### WORK INSTRUCTIONS
Copy everything from the line containing "Question. Point out every instance of the palm tree in" down to the end of the data below, but shift every coordinate in the answers up by 9. Leave the pictures out.

### GIVEN ENTRIES
--------------------------------
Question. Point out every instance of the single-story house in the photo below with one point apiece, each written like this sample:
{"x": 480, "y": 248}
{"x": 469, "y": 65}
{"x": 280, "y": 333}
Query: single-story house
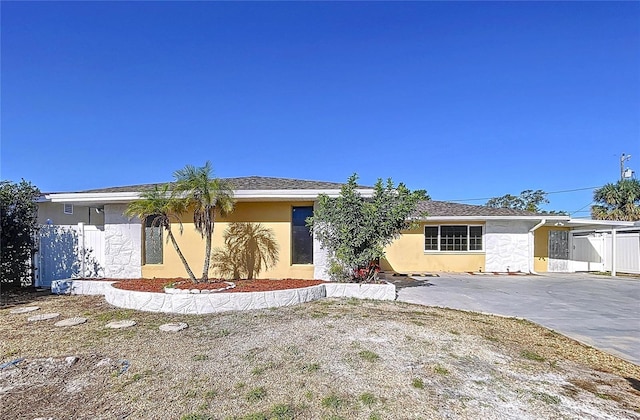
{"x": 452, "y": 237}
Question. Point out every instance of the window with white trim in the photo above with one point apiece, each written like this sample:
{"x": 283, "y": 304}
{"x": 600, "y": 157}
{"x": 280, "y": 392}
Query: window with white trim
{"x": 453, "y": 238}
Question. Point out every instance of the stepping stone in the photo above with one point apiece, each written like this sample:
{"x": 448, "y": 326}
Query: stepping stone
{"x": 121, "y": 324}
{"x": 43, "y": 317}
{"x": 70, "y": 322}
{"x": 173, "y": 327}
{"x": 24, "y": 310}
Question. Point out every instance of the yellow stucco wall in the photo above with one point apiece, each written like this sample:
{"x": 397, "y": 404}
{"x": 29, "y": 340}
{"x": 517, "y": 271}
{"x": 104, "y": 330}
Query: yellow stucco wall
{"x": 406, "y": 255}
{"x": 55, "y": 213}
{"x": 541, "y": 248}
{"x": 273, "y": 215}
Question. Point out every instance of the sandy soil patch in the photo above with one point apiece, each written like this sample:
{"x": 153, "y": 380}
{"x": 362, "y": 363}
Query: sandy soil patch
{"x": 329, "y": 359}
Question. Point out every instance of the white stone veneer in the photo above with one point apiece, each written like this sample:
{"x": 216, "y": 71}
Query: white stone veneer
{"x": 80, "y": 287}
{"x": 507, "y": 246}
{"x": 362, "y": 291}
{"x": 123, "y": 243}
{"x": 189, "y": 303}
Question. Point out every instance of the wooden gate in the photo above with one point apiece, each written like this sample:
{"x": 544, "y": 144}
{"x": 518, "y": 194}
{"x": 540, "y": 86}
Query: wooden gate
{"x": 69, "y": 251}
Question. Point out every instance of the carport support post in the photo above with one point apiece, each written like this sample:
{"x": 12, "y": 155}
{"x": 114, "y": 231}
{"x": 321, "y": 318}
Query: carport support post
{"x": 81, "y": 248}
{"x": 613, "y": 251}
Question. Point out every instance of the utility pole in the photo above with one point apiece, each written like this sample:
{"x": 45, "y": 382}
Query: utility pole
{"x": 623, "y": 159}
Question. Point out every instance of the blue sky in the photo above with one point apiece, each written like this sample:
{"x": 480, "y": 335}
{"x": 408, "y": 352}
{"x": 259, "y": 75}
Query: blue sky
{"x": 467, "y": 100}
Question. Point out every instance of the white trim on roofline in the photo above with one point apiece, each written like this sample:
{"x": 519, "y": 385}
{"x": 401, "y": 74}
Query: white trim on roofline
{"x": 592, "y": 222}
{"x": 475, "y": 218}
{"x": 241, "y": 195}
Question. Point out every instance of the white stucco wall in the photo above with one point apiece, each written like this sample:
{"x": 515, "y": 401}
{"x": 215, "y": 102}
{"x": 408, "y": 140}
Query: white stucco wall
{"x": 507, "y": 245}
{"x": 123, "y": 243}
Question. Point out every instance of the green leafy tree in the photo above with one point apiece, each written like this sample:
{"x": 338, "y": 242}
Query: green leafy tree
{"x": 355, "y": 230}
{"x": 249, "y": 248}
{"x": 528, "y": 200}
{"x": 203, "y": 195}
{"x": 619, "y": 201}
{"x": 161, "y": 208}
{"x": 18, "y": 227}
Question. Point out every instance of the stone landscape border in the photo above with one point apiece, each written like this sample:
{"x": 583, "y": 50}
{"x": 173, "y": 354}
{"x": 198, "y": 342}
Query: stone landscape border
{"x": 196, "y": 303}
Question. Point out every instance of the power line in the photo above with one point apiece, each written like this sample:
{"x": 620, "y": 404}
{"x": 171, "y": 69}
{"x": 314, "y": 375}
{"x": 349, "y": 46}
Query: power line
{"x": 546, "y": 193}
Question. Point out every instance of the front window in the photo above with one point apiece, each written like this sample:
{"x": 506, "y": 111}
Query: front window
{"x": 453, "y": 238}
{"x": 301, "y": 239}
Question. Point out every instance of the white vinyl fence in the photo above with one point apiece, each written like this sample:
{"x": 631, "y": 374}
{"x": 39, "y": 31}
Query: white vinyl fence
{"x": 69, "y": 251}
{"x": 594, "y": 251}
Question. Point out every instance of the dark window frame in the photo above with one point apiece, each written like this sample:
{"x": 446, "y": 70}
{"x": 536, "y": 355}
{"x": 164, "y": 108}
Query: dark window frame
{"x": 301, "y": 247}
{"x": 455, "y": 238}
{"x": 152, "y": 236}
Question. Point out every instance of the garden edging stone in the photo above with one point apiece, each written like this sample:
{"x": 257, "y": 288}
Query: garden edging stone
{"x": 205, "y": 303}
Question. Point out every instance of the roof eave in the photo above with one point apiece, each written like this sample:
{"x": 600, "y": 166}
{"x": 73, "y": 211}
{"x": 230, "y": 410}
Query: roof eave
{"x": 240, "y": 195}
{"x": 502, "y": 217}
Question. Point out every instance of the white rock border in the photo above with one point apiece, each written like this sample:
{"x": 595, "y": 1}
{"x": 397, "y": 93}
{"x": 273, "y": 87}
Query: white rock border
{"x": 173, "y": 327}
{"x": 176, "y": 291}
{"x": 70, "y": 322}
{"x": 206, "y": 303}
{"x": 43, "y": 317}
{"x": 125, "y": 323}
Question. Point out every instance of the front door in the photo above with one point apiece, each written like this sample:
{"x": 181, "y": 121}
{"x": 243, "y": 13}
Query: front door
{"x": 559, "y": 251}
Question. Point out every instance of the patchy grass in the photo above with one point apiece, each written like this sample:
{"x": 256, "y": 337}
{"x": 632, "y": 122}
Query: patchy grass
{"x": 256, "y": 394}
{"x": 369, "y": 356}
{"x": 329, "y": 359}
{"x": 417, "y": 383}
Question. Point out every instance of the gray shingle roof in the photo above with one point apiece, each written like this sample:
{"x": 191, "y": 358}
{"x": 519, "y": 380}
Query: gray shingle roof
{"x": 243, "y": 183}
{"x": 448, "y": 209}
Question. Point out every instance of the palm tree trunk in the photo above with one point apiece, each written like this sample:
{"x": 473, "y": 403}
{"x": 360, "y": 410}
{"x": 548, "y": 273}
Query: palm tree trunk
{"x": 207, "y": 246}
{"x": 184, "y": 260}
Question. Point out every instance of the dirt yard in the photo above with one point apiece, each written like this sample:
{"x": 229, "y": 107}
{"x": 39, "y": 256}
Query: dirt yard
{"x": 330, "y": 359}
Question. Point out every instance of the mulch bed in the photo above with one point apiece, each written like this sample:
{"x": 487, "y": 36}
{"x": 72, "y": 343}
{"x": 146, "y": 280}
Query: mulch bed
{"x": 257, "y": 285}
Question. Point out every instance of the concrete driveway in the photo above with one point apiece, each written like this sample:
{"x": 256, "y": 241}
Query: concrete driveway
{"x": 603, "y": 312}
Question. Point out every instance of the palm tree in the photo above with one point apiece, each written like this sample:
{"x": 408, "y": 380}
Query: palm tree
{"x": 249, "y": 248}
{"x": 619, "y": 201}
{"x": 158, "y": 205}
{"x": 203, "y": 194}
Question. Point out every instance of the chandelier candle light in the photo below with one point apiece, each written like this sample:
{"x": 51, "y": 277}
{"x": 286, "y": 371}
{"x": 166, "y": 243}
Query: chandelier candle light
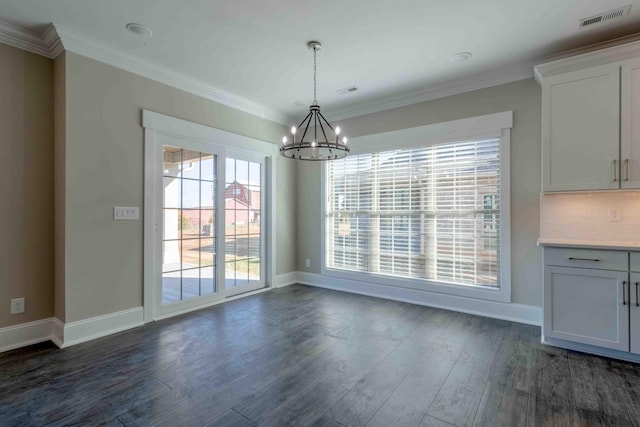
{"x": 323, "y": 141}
--------------------------------
### OUTPUT FOR THIS EXERCISE
Question. Point out every instance of the palm tree in the photo above with one point apiece, each written like this sample:
{"x": 408, "y": 380}
Query: palm tree
{"x": 258, "y": 257}
{"x": 628, "y": 210}
{"x": 167, "y": 214}
{"x": 212, "y": 203}
Question. Point out every instance of the chandelier candle light in the photo below with one point apiece, each written like this sample:
{"x": 51, "y": 277}
{"x": 286, "y": 371}
{"x": 166, "y": 243}
Query: chandelier candle light
{"x": 332, "y": 150}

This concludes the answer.